- **The problem**:
Return every line from the records below that has the word "find".

- **Given information**:

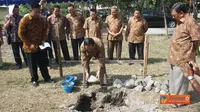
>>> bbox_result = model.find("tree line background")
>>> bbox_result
[16,0,200,20]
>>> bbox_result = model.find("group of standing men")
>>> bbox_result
[1,1,148,88]
[47,4,148,62]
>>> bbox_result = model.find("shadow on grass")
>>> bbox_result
[151,73,168,78]
[105,58,131,60]
[109,74,132,81]
[49,63,78,70]
[0,62,28,70]
[148,58,167,64]
[188,91,200,104]
[49,61,96,70]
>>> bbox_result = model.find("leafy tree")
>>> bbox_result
[19,4,30,16]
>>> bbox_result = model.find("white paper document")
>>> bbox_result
[39,42,51,50]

- **Exercise result**:
>>> bbox_result = model.find("tree line background")
>>> bbox_result = model.find("group of standing men")
>>> bbox_result = model.find("shadow on grass")
>>> bbox_result = model.find("leafy tree")
>>> bbox_result = model.find("white paper document")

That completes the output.